Recorded information
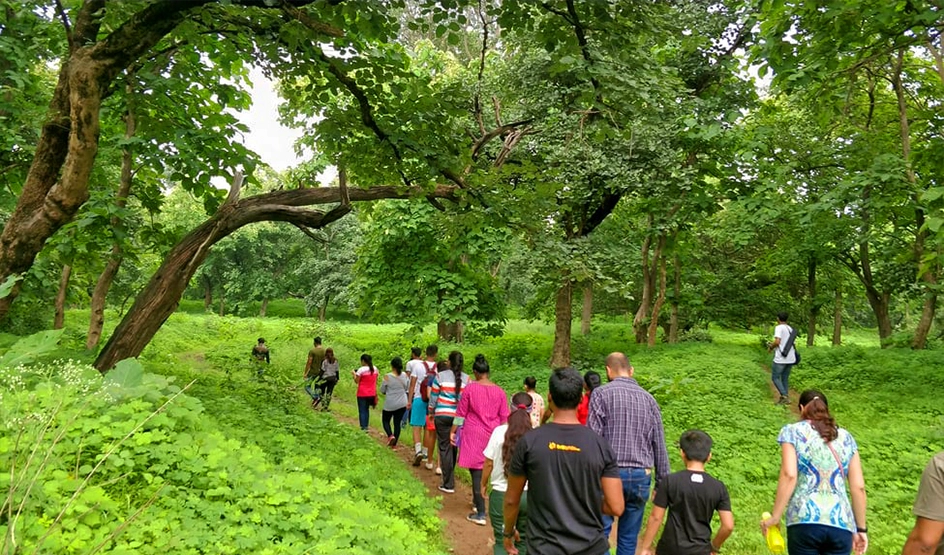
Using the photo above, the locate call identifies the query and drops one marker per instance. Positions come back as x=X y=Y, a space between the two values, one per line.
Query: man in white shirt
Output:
x=784 y=357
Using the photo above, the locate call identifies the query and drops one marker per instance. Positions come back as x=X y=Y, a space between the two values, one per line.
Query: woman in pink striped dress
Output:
x=484 y=406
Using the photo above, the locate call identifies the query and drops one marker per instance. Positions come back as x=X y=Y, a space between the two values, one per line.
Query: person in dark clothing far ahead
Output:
x=572 y=480
x=628 y=417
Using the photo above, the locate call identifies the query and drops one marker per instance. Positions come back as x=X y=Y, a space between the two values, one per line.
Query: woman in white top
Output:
x=497 y=458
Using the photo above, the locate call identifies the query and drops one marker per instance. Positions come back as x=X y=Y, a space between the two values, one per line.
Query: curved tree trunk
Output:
x=158 y=300
x=586 y=313
x=563 y=316
x=59 y=320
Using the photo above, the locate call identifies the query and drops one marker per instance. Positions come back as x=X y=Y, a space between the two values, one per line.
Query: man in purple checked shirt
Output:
x=628 y=417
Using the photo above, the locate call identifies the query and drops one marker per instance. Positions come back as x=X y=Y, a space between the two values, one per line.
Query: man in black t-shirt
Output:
x=691 y=497
x=572 y=480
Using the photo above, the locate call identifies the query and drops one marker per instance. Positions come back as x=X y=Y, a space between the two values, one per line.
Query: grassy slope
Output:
x=888 y=399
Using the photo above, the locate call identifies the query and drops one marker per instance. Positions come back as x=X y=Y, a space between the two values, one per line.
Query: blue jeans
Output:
x=636 y=484
x=817 y=539
x=363 y=411
x=780 y=375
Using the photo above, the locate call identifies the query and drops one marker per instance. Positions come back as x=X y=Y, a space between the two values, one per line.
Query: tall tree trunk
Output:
x=207 y=294
x=927 y=274
x=107 y=277
x=837 y=318
x=586 y=314
x=676 y=292
x=59 y=320
x=563 y=317
x=639 y=320
x=159 y=298
x=814 y=304
x=660 y=299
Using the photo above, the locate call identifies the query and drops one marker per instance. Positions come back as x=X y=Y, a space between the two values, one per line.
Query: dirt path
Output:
x=463 y=537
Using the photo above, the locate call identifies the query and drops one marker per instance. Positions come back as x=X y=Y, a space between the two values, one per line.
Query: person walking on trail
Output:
x=483 y=407
x=497 y=453
x=443 y=401
x=630 y=420
x=394 y=388
x=927 y=536
x=366 y=379
x=330 y=374
x=537 y=402
x=784 y=357
x=418 y=370
x=692 y=497
x=817 y=459
x=572 y=479
x=316 y=356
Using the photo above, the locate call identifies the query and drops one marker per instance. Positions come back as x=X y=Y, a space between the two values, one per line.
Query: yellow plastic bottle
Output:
x=775 y=542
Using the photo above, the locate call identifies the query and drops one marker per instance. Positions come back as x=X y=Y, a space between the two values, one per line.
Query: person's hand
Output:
x=860 y=543
x=510 y=543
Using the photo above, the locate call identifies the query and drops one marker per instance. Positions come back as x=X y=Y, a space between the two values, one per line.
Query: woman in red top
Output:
x=366 y=379
x=591 y=381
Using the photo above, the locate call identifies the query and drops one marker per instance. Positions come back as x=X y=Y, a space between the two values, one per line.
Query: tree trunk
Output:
x=59 y=321
x=207 y=294
x=450 y=331
x=660 y=299
x=676 y=292
x=107 y=277
x=586 y=314
x=814 y=304
x=563 y=317
x=837 y=318
x=159 y=298
x=647 y=285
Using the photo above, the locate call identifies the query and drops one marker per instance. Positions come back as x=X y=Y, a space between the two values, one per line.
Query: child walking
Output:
x=691 y=496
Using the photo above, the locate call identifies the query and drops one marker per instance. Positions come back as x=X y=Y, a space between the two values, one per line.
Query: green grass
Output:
x=888 y=399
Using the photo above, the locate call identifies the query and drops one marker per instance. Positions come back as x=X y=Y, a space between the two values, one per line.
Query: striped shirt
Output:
x=628 y=417
x=443 y=399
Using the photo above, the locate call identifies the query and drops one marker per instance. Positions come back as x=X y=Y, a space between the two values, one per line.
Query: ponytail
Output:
x=519 y=422
x=815 y=408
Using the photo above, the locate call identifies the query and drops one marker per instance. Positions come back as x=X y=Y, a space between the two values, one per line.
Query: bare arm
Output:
x=727 y=526
x=613 y=503
x=924 y=537
x=785 y=485
x=652 y=528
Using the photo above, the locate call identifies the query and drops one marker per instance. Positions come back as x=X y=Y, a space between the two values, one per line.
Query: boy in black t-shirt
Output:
x=692 y=497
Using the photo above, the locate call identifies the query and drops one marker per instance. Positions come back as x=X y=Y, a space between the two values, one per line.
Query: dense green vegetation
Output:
x=310 y=474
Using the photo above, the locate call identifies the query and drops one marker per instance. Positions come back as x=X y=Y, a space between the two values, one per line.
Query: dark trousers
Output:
x=477 y=498
x=817 y=539
x=327 y=390
x=447 y=451
x=363 y=411
x=397 y=416
x=496 y=514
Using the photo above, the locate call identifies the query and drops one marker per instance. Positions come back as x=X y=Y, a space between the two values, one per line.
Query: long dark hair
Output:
x=368 y=362
x=815 y=408
x=519 y=422
x=456 y=361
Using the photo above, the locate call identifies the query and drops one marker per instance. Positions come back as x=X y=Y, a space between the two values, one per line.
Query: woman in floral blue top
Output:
x=817 y=459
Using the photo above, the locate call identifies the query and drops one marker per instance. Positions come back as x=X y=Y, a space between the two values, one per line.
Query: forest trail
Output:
x=462 y=536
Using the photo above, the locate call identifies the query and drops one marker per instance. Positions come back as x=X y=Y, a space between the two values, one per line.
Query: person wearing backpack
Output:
x=785 y=357
x=419 y=370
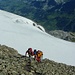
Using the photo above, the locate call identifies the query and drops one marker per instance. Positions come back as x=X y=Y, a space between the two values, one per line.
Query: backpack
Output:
x=39 y=53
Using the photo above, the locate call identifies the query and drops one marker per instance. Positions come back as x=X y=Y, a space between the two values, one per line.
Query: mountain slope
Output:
x=12 y=63
x=52 y=14
x=20 y=33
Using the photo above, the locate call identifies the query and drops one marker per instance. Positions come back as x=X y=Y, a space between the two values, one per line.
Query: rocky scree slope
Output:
x=12 y=63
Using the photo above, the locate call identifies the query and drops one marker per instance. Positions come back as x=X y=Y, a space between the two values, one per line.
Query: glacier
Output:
x=19 y=32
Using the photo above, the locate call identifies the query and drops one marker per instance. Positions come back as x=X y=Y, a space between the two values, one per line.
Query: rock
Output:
x=12 y=63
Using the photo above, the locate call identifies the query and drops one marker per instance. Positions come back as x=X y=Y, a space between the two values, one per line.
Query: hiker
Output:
x=29 y=52
x=35 y=54
x=39 y=56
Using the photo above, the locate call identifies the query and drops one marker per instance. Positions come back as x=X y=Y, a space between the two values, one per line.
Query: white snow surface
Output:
x=19 y=33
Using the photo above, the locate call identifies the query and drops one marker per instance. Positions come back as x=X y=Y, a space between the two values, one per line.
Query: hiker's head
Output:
x=34 y=50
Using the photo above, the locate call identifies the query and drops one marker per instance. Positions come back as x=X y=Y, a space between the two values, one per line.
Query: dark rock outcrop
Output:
x=12 y=63
x=69 y=36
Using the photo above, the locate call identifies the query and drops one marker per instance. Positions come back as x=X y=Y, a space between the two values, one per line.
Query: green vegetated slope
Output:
x=51 y=14
x=12 y=63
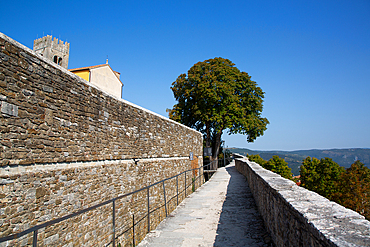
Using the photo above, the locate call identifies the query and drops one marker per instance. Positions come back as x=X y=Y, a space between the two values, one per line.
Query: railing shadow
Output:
x=240 y=223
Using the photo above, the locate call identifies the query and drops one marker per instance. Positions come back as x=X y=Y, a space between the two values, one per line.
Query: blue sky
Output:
x=311 y=58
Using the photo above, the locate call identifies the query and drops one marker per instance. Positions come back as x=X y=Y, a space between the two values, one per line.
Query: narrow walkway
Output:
x=220 y=213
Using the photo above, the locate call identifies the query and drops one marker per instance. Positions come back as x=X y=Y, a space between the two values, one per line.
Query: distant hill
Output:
x=343 y=157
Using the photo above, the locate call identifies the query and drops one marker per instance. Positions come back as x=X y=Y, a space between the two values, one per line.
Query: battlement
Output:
x=53 y=49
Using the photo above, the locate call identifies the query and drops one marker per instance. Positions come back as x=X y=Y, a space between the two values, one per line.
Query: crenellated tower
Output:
x=53 y=49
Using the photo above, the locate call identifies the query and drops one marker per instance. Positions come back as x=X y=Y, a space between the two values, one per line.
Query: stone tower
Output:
x=53 y=49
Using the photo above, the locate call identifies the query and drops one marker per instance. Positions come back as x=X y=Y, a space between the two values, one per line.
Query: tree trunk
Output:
x=217 y=149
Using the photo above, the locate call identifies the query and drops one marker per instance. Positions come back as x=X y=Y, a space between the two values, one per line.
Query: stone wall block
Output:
x=295 y=216
x=66 y=145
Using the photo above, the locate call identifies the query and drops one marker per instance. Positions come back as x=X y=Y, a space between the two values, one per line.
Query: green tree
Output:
x=321 y=177
x=354 y=189
x=280 y=166
x=215 y=96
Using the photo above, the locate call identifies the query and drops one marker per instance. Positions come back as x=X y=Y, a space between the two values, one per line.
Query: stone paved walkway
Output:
x=220 y=213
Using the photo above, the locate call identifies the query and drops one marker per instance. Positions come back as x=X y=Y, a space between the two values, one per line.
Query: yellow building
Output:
x=102 y=76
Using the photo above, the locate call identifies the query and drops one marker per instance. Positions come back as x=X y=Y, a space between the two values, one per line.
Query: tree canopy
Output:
x=215 y=96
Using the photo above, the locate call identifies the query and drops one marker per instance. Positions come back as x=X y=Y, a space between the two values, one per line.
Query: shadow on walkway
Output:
x=240 y=223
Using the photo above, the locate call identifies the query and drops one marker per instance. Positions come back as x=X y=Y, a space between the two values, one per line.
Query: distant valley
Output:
x=343 y=157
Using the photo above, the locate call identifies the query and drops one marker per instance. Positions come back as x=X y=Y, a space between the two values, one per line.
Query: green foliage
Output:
x=215 y=96
x=354 y=189
x=256 y=158
x=321 y=176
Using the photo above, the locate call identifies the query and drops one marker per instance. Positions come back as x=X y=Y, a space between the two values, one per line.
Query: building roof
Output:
x=97 y=66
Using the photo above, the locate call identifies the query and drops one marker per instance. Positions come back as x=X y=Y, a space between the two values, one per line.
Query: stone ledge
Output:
x=296 y=216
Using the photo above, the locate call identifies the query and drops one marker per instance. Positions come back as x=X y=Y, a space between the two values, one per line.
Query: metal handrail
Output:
x=35 y=229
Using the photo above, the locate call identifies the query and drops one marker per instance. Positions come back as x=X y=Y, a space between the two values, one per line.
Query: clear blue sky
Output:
x=311 y=58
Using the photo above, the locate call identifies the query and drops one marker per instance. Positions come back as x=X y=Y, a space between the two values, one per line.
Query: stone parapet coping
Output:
x=19 y=45
x=21 y=169
x=293 y=214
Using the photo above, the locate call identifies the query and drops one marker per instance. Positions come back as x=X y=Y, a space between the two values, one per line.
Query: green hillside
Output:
x=344 y=157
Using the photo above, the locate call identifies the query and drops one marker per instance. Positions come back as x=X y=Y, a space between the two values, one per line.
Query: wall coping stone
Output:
x=22 y=169
x=339 y=225
x=79 y=79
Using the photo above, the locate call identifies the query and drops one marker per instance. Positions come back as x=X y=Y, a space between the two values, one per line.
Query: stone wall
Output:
x=65 y=145
x=295 y=216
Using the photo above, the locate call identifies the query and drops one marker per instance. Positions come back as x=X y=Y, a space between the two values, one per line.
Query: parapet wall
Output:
x=65 y=145
x=295 y=216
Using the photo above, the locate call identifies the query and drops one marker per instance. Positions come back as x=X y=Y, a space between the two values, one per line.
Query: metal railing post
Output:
x=34 y=242
x=185 y=184
x=177 y=190
x=133 y=229
x=148 y=211
x=114 y=223
x=164 y=196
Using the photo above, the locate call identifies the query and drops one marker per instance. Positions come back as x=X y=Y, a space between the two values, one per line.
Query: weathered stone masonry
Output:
x=65 y=145
x=295 y=216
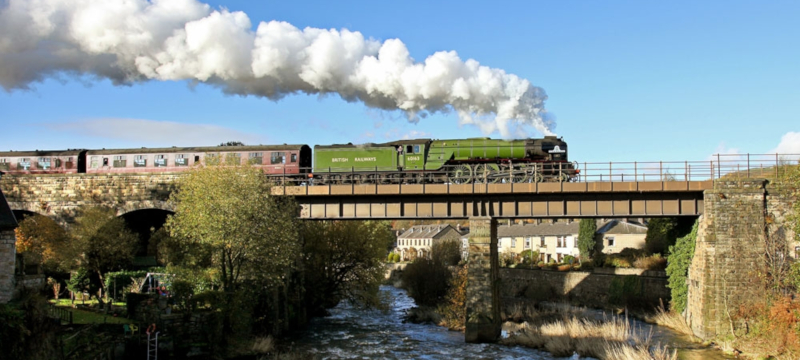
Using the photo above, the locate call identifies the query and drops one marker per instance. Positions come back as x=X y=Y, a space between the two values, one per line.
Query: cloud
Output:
x=790 y=144
x=187 y=40
x=156 y=133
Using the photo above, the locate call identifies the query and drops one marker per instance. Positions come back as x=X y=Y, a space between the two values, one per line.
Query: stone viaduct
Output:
x=740 y=220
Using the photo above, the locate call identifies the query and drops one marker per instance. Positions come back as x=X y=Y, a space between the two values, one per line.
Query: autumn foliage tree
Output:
x=41 y=240
x=228 y=209
x=343 y=260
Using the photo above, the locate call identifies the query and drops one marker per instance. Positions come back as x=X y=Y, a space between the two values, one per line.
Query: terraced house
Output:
x=555 y=240
x=418 y=240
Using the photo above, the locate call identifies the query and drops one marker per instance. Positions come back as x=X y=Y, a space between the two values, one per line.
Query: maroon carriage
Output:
x=292 y=160
x=42 y=162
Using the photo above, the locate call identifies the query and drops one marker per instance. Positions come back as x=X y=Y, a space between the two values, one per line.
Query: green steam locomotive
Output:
x=456 y=161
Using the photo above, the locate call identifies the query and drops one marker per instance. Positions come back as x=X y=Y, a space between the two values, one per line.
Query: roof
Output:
x=424 y=231
x=547 y=229
x=41 y=153
x=7 y=219
x=202 y=149
x=621 y=228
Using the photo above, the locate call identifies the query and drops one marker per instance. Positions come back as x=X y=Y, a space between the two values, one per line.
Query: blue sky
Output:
x=625 y=80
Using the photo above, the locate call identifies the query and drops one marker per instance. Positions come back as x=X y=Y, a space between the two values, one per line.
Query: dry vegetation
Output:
x=563 y=330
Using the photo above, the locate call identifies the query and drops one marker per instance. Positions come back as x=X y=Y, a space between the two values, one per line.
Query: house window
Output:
x=278 y=158
x=24 y=164
x=183 y=160
x=141 y=161
x=160 y=160
x=43 y=163
x=120 y=161
x=256 y=158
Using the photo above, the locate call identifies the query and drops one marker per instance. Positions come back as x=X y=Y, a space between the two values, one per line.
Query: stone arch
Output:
x=144 y=222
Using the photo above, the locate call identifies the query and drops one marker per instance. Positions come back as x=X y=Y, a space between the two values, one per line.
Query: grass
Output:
x=90 y=317
x=562 y=331
x=68 y=302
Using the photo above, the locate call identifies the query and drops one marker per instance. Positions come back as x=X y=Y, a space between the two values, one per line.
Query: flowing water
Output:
x=351 y=333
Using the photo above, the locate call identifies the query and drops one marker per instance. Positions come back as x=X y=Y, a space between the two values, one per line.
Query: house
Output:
x=7 y=250
x=553 y=240
x=614 y=235
x=419 y=239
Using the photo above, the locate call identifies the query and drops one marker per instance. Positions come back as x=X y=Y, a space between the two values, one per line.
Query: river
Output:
x=351 y=333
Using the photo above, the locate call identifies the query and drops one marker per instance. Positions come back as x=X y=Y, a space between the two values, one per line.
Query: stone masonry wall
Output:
x=483 y=293
x=602 y=288
x=59 y=196
x=7 y=260
x=740 y=219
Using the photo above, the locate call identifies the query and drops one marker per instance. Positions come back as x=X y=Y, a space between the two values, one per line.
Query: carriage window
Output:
x=120 y=161
x=233 y=158
x=278 y=158
x=140 y=161
x=160 y=160
x=43 y=163
x=183 y=160
x=24 y=164
x=256 y=158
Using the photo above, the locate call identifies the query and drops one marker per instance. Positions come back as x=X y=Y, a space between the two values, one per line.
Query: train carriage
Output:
x=42 y=162
x=272 y=159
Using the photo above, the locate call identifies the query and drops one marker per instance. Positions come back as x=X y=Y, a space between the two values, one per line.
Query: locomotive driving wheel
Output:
x=461 y=174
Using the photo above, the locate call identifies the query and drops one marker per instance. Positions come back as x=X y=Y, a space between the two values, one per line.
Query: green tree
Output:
x=678 y=262
x=251 y=234
x=102 y=242
x=586 y=238
x=343 y=260
x=446 y=252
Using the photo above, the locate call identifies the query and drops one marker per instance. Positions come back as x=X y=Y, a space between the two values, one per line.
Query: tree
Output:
x=41 y=240
x=102 y=241
x=446 y=252
x=343 y=260
x=251 y=234
x=586 y=238
x=678 y=262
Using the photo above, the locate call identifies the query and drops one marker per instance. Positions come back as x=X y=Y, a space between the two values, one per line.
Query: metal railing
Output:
x=734 y=166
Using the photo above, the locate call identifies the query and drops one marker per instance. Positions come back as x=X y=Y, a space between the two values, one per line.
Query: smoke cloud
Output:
x=138 y=40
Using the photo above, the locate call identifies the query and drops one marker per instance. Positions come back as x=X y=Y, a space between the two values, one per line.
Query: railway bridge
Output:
x=719 y=188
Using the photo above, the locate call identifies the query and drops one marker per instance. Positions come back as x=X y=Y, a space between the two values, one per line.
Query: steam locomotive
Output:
x=456 y=161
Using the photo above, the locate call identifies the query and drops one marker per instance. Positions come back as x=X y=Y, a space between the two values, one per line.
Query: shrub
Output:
x=426 y=281
x=182 y=292
x=678 y=268
x=118 y=282
x=653 y=262
x=529 y=257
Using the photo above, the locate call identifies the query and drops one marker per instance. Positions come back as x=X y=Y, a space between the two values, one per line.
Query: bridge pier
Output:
x=483 y=291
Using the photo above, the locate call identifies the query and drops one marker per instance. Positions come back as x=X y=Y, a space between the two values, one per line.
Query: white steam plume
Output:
x=137 y=40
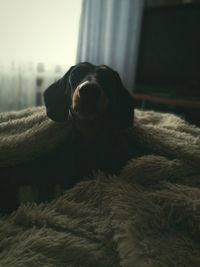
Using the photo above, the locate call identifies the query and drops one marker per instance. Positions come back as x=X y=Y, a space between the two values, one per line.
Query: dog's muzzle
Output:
x=88 y=101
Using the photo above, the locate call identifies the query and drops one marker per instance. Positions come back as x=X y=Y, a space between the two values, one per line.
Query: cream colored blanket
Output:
x=147 y=216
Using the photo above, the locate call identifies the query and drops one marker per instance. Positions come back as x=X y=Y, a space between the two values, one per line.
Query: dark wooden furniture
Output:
x=168 y=69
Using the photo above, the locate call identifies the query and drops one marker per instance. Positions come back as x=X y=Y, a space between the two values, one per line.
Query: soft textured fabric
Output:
x=148 y=215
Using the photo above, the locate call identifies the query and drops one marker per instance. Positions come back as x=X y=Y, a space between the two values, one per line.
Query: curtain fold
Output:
x=109 y=34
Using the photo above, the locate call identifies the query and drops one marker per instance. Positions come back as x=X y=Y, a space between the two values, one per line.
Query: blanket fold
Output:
x=148 y=215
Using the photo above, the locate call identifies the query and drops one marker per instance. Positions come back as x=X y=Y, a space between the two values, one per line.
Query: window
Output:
x=38 y=39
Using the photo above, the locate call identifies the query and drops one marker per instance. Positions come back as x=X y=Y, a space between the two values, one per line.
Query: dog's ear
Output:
x=121 y=103
x=57 y=98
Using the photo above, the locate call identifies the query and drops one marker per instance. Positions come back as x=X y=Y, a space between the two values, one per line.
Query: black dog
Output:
x=94 y=101
x=90 y=93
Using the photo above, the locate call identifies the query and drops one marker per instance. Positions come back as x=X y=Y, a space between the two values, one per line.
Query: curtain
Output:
x=109 y=34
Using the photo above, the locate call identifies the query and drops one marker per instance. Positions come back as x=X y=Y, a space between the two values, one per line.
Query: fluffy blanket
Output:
x=147 y=216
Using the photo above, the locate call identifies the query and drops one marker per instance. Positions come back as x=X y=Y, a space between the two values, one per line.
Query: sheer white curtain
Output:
x=38 y=43
x=109 y=34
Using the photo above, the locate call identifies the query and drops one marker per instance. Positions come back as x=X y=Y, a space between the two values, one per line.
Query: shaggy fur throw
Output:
x=147 y=216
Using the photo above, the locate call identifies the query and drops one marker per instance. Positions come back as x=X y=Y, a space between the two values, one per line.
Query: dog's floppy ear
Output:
x=57 y=98
x=121 y=107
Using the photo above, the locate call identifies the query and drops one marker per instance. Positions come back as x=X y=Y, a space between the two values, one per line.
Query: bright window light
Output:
x=39 y=31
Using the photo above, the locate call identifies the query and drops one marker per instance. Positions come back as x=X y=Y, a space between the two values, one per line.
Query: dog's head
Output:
x=90 y=93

Task to carry out
Copy the records word for word, from their start through the line holding "x=484 y=406", inclusive, and leave out the pictures.

Problem solution
Using the photo above, the locate call identifies the query and drops one marker per instance. Positions come back as x=X y=Y, a space between the two values, one per line.
Query: man in white shirt
Output:
x=784 y=357
Using the photo above, the locate call identifies the query and drops one marker per instance. Positions come back as x=X y=Y, a space between the two values, one per line.
Query: woman in pink striped dress
Output:
x=484 y=406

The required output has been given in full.